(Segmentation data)
######

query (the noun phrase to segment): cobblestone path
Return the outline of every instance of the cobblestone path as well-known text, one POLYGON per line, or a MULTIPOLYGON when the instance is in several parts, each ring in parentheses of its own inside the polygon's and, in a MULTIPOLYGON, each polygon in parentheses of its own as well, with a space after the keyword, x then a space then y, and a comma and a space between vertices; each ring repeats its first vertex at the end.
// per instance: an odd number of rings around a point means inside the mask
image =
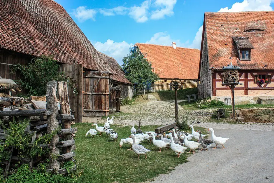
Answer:
MULTIPOLYGON (((114 124, 128 126, 134 123, 136 126, 140 121, 142 126, 165 125, 175 121, 175 109, 174 101, 152 101, 121 106, 123 112, 116 113, 114 115, 114 124)), ((273 123, 247 123, 235 122, 227 119, 219 121, 212 119, 212 116, 216 113, 216 109, 186 110, 178 105, 178 110, 179 116, 180 114, 184 115, 186 113, 189 114, 192 121, 194 121, 194 126, 221 129, 274 131, 273 123), (200 123, 197 123, 196 121, 200 123)), ((102 123, 106 120, 99 117, 83 117, 83 120, 84 122, 102 123)))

######

▶ **The request**
Copy word for word the part of the listing that runs from its start through the line containing "Return the outline", including both of those lines.

▶ **Response to this task**
query (the noun phrase to segment): cobblestone path
Return the outline of every instance of the cobblestone path as well-known text, one POLYGON per line, or a MULTIPOLYGON when the instance is in several parts, each ring in parentheses of its own inside the polygon's and, in a MULTIPOLYGON, each polygon in parentheses of its own as well, with a space after the keyword, x then a space then y, and a comma and a space between vertices; each ring repeats its first vertex at the end.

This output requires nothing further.